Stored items
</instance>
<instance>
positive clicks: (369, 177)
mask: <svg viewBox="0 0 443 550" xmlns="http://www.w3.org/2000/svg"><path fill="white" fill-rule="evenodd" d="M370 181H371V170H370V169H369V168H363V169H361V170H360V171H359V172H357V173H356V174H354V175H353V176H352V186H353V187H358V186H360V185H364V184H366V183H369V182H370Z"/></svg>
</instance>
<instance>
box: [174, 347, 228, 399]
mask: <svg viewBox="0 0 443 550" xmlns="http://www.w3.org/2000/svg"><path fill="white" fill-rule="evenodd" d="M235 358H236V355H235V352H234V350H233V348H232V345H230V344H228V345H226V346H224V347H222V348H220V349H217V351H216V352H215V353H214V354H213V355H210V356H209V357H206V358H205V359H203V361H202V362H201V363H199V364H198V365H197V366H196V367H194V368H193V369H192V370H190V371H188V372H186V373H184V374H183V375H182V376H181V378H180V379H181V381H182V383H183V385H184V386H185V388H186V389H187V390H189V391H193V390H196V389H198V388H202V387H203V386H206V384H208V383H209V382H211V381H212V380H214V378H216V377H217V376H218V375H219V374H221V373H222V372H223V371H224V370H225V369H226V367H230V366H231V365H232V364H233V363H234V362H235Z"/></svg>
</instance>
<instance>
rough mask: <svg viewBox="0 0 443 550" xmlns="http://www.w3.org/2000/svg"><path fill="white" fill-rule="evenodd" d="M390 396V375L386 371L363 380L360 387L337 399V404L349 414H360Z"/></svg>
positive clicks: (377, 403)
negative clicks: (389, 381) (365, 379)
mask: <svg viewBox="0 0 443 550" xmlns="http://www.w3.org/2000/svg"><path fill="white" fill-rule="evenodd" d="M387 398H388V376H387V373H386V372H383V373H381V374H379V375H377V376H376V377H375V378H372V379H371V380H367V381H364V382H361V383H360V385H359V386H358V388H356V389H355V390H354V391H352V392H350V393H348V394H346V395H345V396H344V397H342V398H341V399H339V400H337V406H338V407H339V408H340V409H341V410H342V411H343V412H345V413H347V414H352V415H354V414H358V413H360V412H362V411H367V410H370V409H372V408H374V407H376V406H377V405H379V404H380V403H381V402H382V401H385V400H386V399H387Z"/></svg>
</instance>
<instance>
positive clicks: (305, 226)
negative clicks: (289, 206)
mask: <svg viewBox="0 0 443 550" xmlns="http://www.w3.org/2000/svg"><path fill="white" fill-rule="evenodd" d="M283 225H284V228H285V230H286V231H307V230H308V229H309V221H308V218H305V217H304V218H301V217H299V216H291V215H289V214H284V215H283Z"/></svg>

-- Work required --
Write out all of the records above again, reproducing every line character for character without any change.

-- Expected answer --
</instance>
<instance>
positive clicks: (369, 177)
mask: <svg viewBox="0 0 443 550" xmlns="http://www.w3.org/2000/svg"><path fill="white" fill-rule="evenodd" d="M370 181H371V170H370V169H369V168H363V169H361V170H360V171H359V172H357V173H356V174H354V175H353V176H352V186H353V187H358V186H360V185H364V184H366V183H369V182H370Z"/></svg>
</instance>
<instance>
box: [174, 347, 228, 399]
mask: <svg viewBox="0 0 443 550" xmlns="http://www.w3.org/2000/svg"><path fill="white" fill-rule="evenodd" d="M235 358H236V355H235V352H234V350H233V348H232V345H230V344H228V345H226V346H224V347H222V348H220V349H217V351H216V352H215V353H214V354H213V355H210V356H209V357H206V358H205V359H203V361H202V362H201V363H199V364H198V365H197V366H196V367H194V368H193V369H192V370H190V371H188V372H186V373H184V374H183V375H182V376H181V378H180V379H181V381H182V383H183V385H184V386H185V388H186V389H187V390H189V391H193V390H196V389H198V388H202V387H203V386H206V384H208V383H209V382H211V381H212V380H214V378H216V377H217V376H218V375H219V374H221V373H222V372H223V371H224V370H225V369H226V367H230V366H231V365H232V364H233V363H234V362H235Z"/></svg>
</instance>
<instance>
rough mask: <svg viewBox="0 0 443 550" xmlns="http://www.w3.org/2000/svg"><path fill="white" fill-rule="evenodd" d="M390 396V375L386 371L363 380L360 387L337 399V404L349 414H360Z"/></svg>
positive clicks: (377, 403)
negative clicks: (389, 381) (365, 379)
mask: <svg viewBox="0 0 443 550" xmlns="http://www.w3.org/2000/svg"><path fill="white" fill-rule="evenodd" d="M387 398H388V376H387V373H386V372H383V373H381V374H379V375H377V376H376V377H375V378H372V379H371V380H367V381H364V382H361V383H360V385H359V386H358V388H356V389H355V390H354V391H352V392H350V393H348V394H346V395H345V396H344V397H342V398H341V399H339V400H337V406H338V407H339V408H340V409H341V410H342V411H343V412H345V413H347V414H352V415H354V414H358V413H360V412H362V411H367V410H370V409H372V408H374V407H376V406H377V405H379V404H380V403H381V402H382V401H385V400H386V399H387Z"/></svg>
</instance>
<instance>
positive clicks: (305, 226)
negative clicks: (289, 206)
mask: <svg viewBox="0 0 443 550" xmlns="http://www.w3.org/2000/svg"><path fill="white" fill-rule="evenodd" d="M283 225H284V228H285V230H286V231H307V230H308V229H309V221H308V218H305V217H304V218H301V217H299V216H291V215H289V214H284V215H283Z"/></svg>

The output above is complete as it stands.